Supplied text =
- - - - -
Estonia has never easily fit into one area of Europe. The Baltic country shares the Uralic language family with its northern neighbor Finland, but retains ties with other Baltic and Eastern bloc countries to the south due to a shared history of Soviet oppression. Foreign rule has been a constant feature in Estonia’s long history—with Danes, Swedes, Germans, Poles, and Russians governing Estonia’s territory over most of the past millennium. Despite this outside influence, a distinct Estonian identity still managed to develop over the centuries, based around indigenous folklore and a healthy dislike for foreign rulers.
Estonia’s complicated identity is shown throughout November, a film by director Rainer Sarnet. Based on Estonian best-selling author Andrus Kivirähk’s novel Rehepapp Ehk November (Old Barny a.k.a. November), November centers around a 19th century pagan village where rural peasants regularly interact with ghosts, werewolves, and the devil himself. A uniquely Estonian element of this folklore aesthetic are kratts, creatures built out of farm tools that exist to serve their peasant masters. As generally described in Estonian folklore, a kratt can be brought to life when a human trades his soul to the devil.
Peasants, Barons, and Religion
November revolves around a teen girl, Liina, who longs for the attention of local village boy, Hans. Unfortunately however Hans has no eyes for Liina. Instead, he pines for the daughter of the hated German baron who rules over the village. The baron is a Baltic German, an ethnic group who ruled over native Estonian serfs during the Russian Empire, which controlled Estonia from 1710 to 1918. Most Baltic Germans lived comfortably either in urban areas (such as Estonia’s capital Tallinn) or in country manors, and often rose to high political or civilian positions under the Russian Empire.
- - - - -
Source records
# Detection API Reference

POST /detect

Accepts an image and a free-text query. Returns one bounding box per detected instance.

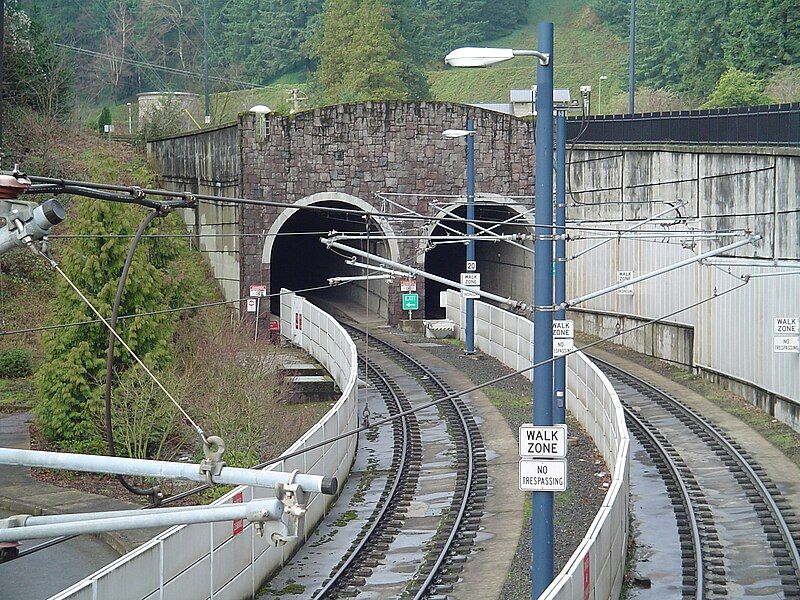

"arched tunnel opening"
[425,200,533,319]
[268,201,388,318]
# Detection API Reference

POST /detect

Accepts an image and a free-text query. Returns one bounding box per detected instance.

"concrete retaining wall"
[446,290,630,600]
[53,290,358,600]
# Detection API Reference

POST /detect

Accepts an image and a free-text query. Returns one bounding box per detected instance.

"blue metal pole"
[553,110,567,424]
[531,23,553,599]
[465,119,475,354]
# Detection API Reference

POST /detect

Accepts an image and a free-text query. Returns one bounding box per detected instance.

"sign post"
[403,294,419,321]
[772,317,800,354]
[247,285,267,341]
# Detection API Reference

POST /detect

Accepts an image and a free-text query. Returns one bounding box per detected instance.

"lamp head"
[444,48,514,67]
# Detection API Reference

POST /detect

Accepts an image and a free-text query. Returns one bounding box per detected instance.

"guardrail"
[445,290,630,600]
[51,290,358,600]
[567,103,800,146]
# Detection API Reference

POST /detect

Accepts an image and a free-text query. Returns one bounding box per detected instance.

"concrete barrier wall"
[446,290,630,600]
[53,290,358,600]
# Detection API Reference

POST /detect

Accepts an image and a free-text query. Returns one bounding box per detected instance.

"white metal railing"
[52,290,358,600]
[445,290,630,600]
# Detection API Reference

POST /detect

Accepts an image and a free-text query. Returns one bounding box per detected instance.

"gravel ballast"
[384,331,611,599]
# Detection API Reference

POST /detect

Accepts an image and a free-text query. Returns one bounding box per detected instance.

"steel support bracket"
[268,469,308,546]
[199,435,225,485]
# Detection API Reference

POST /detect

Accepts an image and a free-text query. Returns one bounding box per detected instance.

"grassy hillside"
[109,0,627,123]
[427,0,627,105]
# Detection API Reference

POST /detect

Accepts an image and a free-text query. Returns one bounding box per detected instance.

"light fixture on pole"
[445,23,553,599]
[597,75,608,114]
[442,119,478,354]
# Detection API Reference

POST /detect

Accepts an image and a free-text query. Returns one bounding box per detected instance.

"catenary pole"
[531,23,553,599]
[465,119,477,354]
[628,0,636,114]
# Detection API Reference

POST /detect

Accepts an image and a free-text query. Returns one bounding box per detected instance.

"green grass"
[103,0,627,124]
[427,0,627,106]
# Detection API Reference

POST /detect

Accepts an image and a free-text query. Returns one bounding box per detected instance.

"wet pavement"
[0,512,119,600]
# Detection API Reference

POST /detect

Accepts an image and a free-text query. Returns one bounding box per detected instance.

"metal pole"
[203,0,211,125]
[553,110,567,424]
[0,498,284,542]
[564,234,762,308]
[0,0,6,164]
[0,448,338,494]
[320,238,529,310]
[465,119,477,354]
[531,23,553,599]
[628,0,636,114]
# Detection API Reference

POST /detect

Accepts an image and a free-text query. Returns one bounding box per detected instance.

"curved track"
[314,325,487,598]
[592,357,800,598]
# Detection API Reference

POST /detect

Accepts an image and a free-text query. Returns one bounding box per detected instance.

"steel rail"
[620,406,705,600]
[342,326,475,600]
[313,356,410,598]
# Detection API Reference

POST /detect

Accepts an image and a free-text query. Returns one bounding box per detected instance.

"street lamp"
[445,23,553,598]
[442,119,478,355]
[597,75,608,115]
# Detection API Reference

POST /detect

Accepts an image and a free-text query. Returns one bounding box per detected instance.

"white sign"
[553,319,575,338]
[772,317,800,335]
[519,458,567,492]
[461,273,481,287]
[617,271,633,296]
[772,335,800,352]
[400,278,417,292]
[519,423,567,458]
[553,338,575,357]
[250,285,267,298]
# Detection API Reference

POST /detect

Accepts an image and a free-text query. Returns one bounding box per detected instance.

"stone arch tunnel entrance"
[262,199,396,318]
[425,198,533,319]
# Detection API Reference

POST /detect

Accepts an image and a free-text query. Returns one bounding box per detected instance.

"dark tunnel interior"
[270,201,365,314]
[425,204,524,319]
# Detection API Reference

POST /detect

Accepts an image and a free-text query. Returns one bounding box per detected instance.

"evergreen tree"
[313,0,428,102]
[35,200,174,451]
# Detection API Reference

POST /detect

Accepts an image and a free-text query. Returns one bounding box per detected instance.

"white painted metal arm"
[0,448,338,494]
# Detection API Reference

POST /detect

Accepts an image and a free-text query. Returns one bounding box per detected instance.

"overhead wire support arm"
[564,234,762,308]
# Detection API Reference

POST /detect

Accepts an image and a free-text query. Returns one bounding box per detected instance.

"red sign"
[231,492,244,535]
[583,552,592,600]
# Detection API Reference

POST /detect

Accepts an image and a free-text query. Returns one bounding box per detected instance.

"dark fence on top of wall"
[567,103,800,146]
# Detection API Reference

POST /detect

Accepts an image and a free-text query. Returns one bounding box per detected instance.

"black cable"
[10,278,749,560]
[103,210,164,505]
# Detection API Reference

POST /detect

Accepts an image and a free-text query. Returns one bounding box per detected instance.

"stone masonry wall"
[240,102,534,323]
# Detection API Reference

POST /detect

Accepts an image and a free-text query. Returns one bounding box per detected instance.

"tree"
[313,0,427,102]
[35,200,174,451]
[703,68,768,108]
[3,0,73,117]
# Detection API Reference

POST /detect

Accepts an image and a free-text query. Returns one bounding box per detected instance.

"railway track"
[592,357,800,598]
[313,325,487,599]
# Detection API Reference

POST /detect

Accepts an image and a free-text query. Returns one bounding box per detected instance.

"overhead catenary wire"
[36,249,208,445]
[0,279,348,337]
[10,279,749,558]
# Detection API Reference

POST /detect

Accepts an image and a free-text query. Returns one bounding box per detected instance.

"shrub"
[0,348,33,378]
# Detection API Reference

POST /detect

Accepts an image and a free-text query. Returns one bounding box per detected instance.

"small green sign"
[403,294,419,310]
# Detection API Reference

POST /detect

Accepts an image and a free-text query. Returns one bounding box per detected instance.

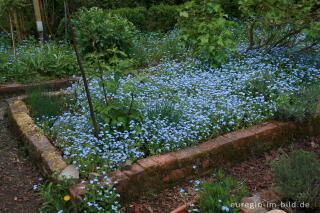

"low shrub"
[191,169,247,213]
[110,7,148,31]
[272,150,320,208]
[26,88,62,119]
[275,85,320,122]
[73,8,137,62]
[148,5,179,32]
[109,4,179,32]
[131,30,188,67]
[0,41,78,83]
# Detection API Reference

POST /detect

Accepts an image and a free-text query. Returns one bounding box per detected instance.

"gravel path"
[0,97,41,213]
[123,136,320,213]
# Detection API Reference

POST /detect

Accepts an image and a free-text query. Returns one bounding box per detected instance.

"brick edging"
[7,96,68,178]
[0,78,80,96]
[8,92,320,205]
[70,116,320,202]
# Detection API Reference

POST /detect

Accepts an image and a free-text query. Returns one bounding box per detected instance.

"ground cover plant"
[0,39,78,83]
[181,169,247,213]
[40,38,319,178]
[5,0,320,211]
[31,14,320,211]
[272,150,320,208]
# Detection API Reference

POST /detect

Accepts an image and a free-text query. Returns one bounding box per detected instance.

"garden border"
[8,94,320,203]
[0,78,80,96]
[70,108,320,203]
[7,92,79,181]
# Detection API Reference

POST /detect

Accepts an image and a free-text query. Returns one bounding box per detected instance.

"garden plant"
[0,0,320,212]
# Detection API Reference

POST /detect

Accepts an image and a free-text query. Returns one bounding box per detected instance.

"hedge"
[110,5,179,32]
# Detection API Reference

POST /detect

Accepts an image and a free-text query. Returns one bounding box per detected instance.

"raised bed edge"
[8,96,320,202]
[70,115,320,202]
[7,96,68,178]
[0,78,80,96]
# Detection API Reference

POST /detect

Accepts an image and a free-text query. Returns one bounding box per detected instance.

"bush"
[275,85,320,122]
[0,41,78,83]
[26,88,62,119]
[148,5,179,32]
[109,4,179,32]
[178,0,236,65]
[272,150,320,207]
[110,7,148,31]
[73,8,137,61]
[191,169,247,213]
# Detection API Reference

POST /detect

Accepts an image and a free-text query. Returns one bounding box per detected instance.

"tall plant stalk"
[65,0,99,138]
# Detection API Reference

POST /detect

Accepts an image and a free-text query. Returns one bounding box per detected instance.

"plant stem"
[65,0,99,138]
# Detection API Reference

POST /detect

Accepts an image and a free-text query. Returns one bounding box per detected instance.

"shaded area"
[0,97,41,213]
[123,136,320,213]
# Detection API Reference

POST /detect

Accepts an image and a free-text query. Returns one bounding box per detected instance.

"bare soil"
[123,136,320,213]
[0,97,41,213]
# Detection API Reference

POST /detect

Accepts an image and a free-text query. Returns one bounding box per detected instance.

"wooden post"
[33,0,43,41]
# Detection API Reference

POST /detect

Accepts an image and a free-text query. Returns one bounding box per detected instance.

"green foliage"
[239,0,320,52]
[148,101,183,123]
[275,85,320,121]
[73,8,137,62]
[192,169,247,213]
[148,5,179,32]
[90,57,142,129]
[38,179,74,212]
[178,0,235,64]
[110,4,179,32]
[244,71,275,101]
[130,30,188,67]
[0,41,78,83]
[272,150,320,207]
[110,7,149,31]
[78,180,120,213]
[26,88,62,119]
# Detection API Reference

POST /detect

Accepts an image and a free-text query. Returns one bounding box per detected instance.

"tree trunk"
[9,14,17,61]
[65,0,99,138]
[13,8,22,40]
[33,0,43,41]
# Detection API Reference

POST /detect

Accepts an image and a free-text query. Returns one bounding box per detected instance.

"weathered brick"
[162,168,192,183]
[69,183,86,204]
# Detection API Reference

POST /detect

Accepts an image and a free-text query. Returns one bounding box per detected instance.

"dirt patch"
[123,136,320,213]
[0,99,41,213]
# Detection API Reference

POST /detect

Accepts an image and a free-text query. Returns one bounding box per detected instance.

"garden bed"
[0,78,79,96]
[9,92,320,205]
[122,136,320,213]
[6,43,319,208]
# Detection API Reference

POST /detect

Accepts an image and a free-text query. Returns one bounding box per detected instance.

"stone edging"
[0,78,80,96]
[70,116,320,202]
[7,94,79,181]
[8,94,320,205]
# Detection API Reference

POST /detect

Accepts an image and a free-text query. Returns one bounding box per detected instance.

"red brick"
[102,170,129,186]
[162,168,192,183]
[137,157,159,169]
[170,146,207,168]
[69,183,86,203]
[122,163,145,178]
[199,136,232,152]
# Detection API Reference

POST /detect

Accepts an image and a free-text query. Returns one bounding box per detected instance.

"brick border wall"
[70,115,320,203]
[8,94,320,202]
[7,96,68,178]
[0,78,80,96]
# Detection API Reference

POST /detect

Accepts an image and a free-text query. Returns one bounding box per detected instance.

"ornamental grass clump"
[26,88,62,119]
[272,150,320,208]
[189,169,247,213]
[275,85,320,122]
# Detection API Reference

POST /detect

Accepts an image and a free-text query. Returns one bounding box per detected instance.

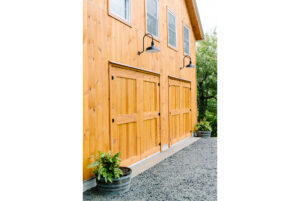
- - - - -
Problem to solve = Continue the article on Estonian identity and the film November, picking up after its last paragraph.

Written answer =
Baltic Germans brought Lutheranism to Estonia in the 16th century, holding services predominantly in German until the 19th century. This created a sharp divide between the urban, foreign minority and the rural, largely uneducated Estonian peasantry. Throughout November, constant tension exists between the villagers and the baron, personifying the struggle between native paganism and foreign Christianity. While some villagers choose to embrace foreign changes in return for personal gain, others double down on their desire for an independent Estonia.
In the 19th century, a wave of Russification led to the rise of Russian Orthodoxy in Estonia. This further complicated the religious landscape, as many Estonian peasants chose to convert to Orthodoxy at this time. However, most of these peasants did not have any real change of faith; they converted due to the mistaken belief that the Tsar would give them land in return. Thus, many Estonians continued to see both German Lutheranism and Russian Orthodoxy as “foreign” religions of Estonia’s colonizers rather than core components of Estonian identity.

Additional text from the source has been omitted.